== EXERCISE OBJECTIVE ==
Return word for word the lines of the entries below, starting at the line that contains "For each <instance> block, the" and ending at the line that contains "box: [94, 116, 634, 564]", with both of those lines included. Give only those lines.

== SUPPLIED MATERIAL ==
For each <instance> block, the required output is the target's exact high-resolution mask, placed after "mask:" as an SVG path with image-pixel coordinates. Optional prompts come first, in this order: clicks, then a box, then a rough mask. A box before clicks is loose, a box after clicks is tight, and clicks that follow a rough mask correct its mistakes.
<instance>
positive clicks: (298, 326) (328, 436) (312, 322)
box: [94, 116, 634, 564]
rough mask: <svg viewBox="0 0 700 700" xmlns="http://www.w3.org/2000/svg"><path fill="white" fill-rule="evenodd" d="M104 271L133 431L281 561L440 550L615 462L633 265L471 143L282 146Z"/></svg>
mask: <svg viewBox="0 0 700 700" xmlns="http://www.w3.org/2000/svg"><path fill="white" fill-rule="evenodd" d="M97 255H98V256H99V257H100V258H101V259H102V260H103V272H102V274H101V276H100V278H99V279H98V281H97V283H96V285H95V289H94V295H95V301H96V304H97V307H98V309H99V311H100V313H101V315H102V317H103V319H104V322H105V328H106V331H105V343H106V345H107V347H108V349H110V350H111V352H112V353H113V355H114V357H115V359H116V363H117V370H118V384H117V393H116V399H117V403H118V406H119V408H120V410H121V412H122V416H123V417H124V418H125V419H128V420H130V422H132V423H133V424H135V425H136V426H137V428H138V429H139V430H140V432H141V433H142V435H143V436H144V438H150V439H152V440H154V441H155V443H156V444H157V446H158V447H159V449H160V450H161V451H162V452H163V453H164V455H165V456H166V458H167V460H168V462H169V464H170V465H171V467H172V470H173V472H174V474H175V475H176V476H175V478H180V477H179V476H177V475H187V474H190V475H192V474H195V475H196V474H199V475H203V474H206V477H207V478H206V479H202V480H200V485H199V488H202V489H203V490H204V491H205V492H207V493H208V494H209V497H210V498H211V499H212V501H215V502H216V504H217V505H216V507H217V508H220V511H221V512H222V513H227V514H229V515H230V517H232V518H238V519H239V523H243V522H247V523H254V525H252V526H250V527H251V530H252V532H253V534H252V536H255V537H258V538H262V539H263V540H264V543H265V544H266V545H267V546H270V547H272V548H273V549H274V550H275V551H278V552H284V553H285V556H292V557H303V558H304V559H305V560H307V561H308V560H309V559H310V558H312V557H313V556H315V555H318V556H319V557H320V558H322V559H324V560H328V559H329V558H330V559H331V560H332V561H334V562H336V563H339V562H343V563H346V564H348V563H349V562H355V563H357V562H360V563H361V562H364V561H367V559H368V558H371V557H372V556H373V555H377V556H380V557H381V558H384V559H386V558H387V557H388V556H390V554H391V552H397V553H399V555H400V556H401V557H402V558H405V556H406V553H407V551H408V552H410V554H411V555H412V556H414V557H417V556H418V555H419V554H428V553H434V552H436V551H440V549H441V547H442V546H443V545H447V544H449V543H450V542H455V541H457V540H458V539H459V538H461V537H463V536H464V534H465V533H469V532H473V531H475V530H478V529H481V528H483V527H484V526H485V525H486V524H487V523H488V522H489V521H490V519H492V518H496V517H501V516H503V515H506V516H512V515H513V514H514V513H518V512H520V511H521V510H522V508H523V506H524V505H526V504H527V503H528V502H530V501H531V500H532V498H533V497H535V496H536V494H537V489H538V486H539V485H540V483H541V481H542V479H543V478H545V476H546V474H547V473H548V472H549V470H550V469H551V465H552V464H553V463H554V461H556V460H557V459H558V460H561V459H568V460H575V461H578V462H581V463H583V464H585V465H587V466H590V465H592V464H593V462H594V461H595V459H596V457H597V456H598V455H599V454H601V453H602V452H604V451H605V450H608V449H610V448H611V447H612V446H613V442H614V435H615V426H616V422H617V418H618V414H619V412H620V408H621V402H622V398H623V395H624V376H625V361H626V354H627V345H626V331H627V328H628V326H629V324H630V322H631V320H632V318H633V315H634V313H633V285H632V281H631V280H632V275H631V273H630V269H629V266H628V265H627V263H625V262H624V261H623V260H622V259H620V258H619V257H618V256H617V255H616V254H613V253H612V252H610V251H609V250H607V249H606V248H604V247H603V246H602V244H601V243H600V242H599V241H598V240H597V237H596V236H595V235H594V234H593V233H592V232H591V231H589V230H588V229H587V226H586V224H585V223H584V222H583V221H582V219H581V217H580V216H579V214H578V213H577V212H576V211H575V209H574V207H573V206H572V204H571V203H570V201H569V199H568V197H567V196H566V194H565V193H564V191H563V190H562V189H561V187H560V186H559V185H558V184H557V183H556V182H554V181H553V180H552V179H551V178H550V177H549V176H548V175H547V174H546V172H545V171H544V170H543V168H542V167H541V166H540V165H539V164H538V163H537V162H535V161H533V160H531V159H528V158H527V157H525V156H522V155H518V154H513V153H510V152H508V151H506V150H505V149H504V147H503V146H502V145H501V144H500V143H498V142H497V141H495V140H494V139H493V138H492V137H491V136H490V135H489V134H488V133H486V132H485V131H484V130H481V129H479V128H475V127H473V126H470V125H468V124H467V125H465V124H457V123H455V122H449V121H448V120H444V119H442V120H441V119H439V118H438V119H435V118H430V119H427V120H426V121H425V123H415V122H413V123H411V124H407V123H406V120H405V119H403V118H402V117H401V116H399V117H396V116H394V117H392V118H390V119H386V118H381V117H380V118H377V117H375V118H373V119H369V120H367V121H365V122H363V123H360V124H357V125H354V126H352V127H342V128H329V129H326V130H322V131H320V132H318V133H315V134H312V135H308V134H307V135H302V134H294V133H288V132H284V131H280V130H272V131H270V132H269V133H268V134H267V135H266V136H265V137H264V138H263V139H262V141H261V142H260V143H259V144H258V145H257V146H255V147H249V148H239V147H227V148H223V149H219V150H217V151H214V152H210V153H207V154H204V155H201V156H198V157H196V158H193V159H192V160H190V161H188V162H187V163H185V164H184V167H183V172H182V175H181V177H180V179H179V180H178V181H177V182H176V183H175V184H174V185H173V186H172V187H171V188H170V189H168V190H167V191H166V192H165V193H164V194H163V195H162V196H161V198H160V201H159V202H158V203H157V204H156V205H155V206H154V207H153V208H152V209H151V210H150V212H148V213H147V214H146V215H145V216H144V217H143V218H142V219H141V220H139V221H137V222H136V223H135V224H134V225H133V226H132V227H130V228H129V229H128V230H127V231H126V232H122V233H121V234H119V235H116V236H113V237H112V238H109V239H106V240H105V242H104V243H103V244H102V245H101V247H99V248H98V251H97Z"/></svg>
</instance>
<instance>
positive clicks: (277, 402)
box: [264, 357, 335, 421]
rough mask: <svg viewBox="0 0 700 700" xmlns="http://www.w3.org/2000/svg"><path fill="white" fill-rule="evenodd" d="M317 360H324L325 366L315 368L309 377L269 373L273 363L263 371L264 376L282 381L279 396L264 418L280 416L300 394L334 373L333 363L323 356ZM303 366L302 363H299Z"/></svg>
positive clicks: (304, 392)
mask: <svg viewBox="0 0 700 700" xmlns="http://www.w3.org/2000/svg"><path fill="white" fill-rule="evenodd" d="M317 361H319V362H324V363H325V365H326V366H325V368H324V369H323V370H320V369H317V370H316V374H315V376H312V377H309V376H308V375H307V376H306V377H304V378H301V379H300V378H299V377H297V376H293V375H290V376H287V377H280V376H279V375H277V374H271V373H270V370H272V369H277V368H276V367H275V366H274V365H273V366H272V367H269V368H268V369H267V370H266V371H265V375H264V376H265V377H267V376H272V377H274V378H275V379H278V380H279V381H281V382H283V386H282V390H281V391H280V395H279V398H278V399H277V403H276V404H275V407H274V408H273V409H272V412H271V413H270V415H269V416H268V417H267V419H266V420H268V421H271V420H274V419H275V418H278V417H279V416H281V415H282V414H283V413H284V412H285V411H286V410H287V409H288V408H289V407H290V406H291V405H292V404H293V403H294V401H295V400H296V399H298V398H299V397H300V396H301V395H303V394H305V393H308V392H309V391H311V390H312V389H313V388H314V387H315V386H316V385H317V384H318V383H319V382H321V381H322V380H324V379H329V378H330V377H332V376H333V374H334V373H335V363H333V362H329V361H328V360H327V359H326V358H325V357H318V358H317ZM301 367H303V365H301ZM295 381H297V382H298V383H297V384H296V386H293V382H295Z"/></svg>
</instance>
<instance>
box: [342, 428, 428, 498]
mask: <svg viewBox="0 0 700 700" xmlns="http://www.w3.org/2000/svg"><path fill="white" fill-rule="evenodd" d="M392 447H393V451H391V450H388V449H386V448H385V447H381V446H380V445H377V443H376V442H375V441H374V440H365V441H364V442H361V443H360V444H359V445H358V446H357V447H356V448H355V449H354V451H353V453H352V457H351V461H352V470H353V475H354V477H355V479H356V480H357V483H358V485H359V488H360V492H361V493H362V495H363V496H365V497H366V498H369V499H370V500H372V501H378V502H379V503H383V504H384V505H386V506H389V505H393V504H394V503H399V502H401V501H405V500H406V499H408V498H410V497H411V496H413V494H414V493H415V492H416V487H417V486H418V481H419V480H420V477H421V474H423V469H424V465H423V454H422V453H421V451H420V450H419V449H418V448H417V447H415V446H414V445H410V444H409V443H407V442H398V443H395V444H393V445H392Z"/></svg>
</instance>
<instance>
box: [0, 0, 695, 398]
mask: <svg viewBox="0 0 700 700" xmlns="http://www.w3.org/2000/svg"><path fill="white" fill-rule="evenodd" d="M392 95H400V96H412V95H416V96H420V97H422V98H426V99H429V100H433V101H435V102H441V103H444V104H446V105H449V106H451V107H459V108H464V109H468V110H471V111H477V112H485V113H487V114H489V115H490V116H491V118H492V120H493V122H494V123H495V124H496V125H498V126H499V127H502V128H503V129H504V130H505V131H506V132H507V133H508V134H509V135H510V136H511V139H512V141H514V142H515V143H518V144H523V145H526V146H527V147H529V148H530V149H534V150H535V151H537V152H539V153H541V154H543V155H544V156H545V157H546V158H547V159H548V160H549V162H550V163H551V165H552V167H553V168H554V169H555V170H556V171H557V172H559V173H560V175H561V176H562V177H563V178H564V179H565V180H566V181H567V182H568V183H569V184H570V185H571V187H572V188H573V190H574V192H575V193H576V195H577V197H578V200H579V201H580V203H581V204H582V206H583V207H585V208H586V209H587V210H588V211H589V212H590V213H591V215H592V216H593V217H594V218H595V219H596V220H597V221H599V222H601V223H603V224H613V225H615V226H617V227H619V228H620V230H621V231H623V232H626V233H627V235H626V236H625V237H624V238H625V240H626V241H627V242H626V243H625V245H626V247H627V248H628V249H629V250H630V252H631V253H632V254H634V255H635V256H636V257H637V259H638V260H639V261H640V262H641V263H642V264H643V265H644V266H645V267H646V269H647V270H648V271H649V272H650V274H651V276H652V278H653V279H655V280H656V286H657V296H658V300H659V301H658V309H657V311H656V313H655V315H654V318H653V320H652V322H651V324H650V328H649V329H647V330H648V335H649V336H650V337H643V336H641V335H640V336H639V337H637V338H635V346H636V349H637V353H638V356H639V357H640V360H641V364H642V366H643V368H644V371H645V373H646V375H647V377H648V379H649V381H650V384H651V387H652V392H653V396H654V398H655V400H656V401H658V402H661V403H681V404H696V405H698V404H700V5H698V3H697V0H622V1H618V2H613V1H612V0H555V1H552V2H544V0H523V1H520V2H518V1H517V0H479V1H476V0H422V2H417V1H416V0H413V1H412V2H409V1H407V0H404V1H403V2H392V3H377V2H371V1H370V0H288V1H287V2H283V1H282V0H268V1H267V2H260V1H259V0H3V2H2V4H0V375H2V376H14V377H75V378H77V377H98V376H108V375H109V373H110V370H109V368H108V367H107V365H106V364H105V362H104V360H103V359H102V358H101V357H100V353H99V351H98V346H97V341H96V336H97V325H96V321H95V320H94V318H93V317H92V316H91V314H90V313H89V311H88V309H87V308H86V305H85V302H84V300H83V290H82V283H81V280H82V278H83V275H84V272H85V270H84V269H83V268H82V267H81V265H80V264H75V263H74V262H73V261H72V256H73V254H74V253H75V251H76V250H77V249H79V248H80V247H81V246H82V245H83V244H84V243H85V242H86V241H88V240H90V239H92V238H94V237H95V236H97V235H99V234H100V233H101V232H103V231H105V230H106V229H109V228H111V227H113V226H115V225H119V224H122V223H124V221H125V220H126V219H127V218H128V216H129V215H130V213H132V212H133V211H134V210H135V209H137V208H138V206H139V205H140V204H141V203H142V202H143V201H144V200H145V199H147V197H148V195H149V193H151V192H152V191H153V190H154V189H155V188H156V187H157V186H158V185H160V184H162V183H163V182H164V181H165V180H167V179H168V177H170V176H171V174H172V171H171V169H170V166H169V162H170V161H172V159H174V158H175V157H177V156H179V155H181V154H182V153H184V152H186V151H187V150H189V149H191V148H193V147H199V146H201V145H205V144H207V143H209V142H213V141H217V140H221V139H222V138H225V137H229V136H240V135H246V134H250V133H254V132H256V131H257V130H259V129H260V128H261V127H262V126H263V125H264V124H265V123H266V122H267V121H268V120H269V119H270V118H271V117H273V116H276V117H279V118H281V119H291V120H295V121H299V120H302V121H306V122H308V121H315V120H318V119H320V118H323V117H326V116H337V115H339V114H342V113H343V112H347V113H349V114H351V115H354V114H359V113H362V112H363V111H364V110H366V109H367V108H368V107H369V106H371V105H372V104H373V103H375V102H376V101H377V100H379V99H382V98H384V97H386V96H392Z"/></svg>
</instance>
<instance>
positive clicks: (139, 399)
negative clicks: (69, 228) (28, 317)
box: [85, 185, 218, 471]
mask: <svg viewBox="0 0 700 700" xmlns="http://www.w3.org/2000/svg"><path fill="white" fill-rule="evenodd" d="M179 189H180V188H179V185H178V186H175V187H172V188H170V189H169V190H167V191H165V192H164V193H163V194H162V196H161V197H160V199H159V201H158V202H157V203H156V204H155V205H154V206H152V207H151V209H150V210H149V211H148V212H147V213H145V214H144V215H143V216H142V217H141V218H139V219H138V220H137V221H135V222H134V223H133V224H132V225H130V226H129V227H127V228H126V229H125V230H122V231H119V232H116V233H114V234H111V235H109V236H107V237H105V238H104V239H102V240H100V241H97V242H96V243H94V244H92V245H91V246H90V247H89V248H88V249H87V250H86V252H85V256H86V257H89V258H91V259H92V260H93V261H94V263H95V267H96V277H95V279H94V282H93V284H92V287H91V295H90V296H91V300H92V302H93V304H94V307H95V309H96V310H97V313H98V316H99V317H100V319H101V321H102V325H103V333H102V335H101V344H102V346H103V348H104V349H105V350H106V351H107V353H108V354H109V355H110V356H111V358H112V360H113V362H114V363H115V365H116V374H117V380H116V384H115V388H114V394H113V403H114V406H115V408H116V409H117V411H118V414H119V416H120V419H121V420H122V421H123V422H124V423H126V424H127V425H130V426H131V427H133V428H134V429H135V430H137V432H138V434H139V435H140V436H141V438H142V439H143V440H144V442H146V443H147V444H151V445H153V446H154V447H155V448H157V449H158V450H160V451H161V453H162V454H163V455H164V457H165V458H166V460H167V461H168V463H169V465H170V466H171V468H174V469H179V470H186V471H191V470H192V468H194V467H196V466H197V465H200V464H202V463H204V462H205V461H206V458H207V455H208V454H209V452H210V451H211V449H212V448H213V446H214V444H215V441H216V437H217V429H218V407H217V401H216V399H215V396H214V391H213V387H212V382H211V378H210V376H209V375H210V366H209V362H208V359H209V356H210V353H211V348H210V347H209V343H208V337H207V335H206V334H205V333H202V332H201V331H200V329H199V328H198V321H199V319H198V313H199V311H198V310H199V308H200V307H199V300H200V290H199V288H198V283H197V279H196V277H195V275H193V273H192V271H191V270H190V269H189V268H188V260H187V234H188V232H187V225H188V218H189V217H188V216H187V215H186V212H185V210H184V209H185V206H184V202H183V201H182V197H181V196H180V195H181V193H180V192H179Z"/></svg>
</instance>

...

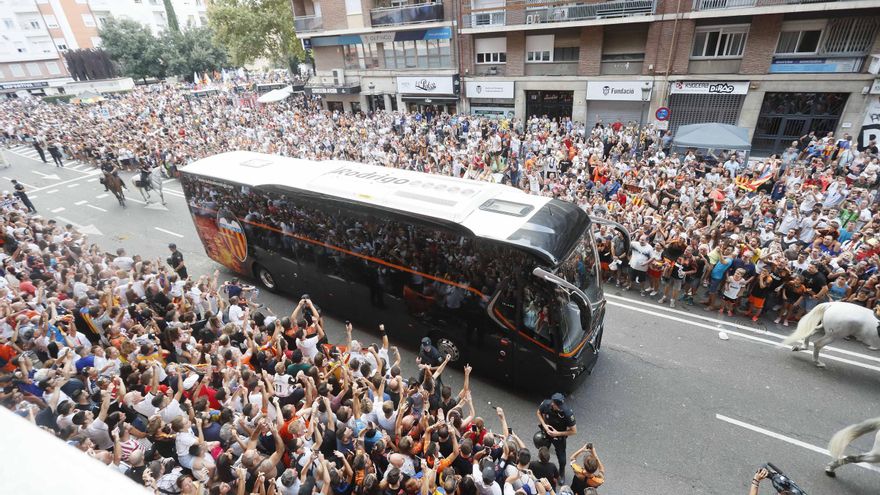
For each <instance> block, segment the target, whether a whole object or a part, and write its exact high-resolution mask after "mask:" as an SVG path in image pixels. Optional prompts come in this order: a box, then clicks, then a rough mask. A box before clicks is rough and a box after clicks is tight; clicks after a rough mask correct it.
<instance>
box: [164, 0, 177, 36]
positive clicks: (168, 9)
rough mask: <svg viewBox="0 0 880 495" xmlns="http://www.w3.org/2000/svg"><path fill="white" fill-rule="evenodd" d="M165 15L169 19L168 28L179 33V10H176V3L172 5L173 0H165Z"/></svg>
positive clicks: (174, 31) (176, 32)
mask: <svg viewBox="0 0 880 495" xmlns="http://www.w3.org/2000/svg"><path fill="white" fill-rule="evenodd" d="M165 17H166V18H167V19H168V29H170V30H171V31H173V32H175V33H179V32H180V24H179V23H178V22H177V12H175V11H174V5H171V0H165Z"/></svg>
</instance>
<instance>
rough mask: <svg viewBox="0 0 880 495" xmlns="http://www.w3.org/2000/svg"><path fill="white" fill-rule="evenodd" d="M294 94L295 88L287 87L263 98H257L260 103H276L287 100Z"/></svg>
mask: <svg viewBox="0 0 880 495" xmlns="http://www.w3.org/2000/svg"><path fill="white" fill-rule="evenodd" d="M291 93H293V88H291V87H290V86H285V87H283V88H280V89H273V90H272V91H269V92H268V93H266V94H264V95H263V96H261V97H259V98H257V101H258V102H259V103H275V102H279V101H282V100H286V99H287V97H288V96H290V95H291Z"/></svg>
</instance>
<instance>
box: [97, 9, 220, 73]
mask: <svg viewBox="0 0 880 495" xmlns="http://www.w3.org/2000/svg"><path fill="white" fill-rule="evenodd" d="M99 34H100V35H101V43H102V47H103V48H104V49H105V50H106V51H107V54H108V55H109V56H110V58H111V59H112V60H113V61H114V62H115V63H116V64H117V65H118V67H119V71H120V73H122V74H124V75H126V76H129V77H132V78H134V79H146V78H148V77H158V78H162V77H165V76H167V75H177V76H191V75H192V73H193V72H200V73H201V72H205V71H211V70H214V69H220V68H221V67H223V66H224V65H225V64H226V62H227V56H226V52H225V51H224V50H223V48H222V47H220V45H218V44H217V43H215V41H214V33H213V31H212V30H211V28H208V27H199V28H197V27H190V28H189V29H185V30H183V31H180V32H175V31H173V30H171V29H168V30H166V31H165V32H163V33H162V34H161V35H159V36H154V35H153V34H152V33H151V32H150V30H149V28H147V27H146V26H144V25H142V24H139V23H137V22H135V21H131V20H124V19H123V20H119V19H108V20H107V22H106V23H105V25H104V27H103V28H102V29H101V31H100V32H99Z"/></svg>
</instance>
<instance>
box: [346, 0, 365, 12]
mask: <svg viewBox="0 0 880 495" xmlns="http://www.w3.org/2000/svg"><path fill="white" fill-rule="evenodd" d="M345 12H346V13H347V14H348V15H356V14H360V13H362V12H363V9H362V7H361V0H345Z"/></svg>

==

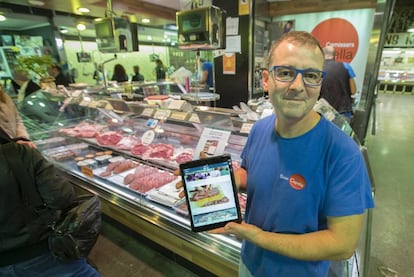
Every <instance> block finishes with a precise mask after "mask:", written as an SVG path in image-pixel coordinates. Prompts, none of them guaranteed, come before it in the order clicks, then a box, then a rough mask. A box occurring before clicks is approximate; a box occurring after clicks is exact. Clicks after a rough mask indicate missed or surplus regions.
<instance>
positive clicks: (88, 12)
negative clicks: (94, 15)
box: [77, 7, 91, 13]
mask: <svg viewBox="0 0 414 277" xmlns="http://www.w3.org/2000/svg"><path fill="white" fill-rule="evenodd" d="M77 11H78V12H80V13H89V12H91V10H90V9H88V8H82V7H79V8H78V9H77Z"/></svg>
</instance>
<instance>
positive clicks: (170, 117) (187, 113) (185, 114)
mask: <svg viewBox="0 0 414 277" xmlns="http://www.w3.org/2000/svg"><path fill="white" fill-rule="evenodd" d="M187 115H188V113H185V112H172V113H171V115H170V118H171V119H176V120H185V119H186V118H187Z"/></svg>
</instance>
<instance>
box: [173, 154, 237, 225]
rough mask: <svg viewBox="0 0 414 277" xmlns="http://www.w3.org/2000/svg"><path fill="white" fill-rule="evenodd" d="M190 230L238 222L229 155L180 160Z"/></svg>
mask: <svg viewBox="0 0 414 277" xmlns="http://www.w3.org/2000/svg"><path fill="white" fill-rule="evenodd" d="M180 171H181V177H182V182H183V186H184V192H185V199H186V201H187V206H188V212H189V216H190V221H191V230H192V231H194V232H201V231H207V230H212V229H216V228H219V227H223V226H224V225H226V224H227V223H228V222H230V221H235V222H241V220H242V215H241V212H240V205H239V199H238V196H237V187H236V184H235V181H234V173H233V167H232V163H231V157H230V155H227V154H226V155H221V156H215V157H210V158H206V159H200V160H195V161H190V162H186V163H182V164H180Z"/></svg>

== RESPONSE AREA ==
For each <instance> block, the required output is the target's exact high-resolution mask, placed after "mask:" as an SVG path with image-pixel coordinates. Optional prompts come first, in this order: clicks, then a box, then a rough mask. A box before clicks is loose, a box after clicks is tight, and clicks that follow a rough mask correct its mistakes.
<instance>
positive clicks: (298, 326) (328, 436) (312, 322)
box: [94, 116, 634, 564]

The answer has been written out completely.